Text:
===============

- Centuries:: 19th; 20th; 21st;
- Decades:: 2000s; 2010s; 2020s;
- See also:: List of years in Norway

= 2023 in Norway =

Events in the year 2023 in Norway.

==Incumbents==
- Monarch – Harald V
- President of the Storting - Masud Gharahkhani (Labour).
- Prime Minister – Jonas Gahr Støre (Labour).

==Events==
- 23 February-3 March – Protests take place in Oslo against the government over a Supreme Court ruling in 2021 that found that windmills built in Fosen, Trøndelag, violated indigenous human rights. Both energy minister Terje Aasland and prime minister Jonas Gahr Støre later went on to apologise for the violations.
- 31 March – Five people are killed by avalanches in Northern Norway.

===============

Problems and tasks:
1. Do these statements agree with the text on 2023 in Norway? (a) Harald V is listed as the monarch. (b) The February–March protests took place in Bergen. (c) Avalanches killed five people. Answer yes or no for each, and quote the words from the text that decide it.
2. Translate this sentence from the text on 2023 in Norway into Spanish: "Five people are killed by avalanches in Northern Norway."
3. In the text on 2023 in Norway, copy the part that opens with the words containing "Events in the" and closes with "Gahr Støre (Labour).", substituting "Arbeiderpartiet" for "Labour" wherever it appears.

===============

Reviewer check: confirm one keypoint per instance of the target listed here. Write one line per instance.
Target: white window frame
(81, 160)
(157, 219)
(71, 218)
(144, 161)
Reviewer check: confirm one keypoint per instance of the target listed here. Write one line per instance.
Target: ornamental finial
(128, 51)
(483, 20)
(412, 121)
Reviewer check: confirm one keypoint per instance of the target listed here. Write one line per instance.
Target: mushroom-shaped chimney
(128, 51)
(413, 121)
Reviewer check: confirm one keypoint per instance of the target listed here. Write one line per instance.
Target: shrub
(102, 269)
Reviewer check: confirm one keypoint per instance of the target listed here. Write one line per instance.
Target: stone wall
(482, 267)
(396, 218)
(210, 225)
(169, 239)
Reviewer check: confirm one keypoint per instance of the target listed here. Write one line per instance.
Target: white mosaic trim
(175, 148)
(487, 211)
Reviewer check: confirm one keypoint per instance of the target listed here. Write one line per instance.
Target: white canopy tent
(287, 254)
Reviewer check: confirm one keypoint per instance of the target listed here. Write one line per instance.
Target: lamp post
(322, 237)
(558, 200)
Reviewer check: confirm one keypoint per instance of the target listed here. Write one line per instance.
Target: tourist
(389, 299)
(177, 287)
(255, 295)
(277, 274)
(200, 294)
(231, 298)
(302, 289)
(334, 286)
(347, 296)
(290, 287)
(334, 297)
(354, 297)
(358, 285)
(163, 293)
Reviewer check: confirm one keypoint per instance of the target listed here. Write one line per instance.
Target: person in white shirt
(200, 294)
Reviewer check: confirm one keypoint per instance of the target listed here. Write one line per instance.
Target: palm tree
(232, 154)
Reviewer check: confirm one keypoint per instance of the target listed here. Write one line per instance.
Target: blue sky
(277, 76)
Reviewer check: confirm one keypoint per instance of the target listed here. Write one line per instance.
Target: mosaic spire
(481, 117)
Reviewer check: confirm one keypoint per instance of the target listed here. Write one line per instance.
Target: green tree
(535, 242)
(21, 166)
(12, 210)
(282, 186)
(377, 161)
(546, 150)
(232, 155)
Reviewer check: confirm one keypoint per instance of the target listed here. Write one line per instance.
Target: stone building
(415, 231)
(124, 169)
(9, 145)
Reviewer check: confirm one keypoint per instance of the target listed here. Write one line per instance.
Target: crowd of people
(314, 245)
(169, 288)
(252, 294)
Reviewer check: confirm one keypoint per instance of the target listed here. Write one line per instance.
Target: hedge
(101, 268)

===============

Answers for the tasks:
1.
(a) Yes: "Monarch – Harald V"
(b) No: "Protests take place in Oslo against the government"
(c) Yes: "Five people are killed by avalanches in Northern Norway."

2. Cinco personas mueren a causa de avalanchas en el norte de Noruega.

3.
Events in the year 2023 in Norway.

==Incumbents==
- Monarch – Harald V
- President of the Storting - Masud Gharahkhani (Arbeiderpartiet).
- Prime Minister – Jonas Gahr Støre (Arbeiderpartiet).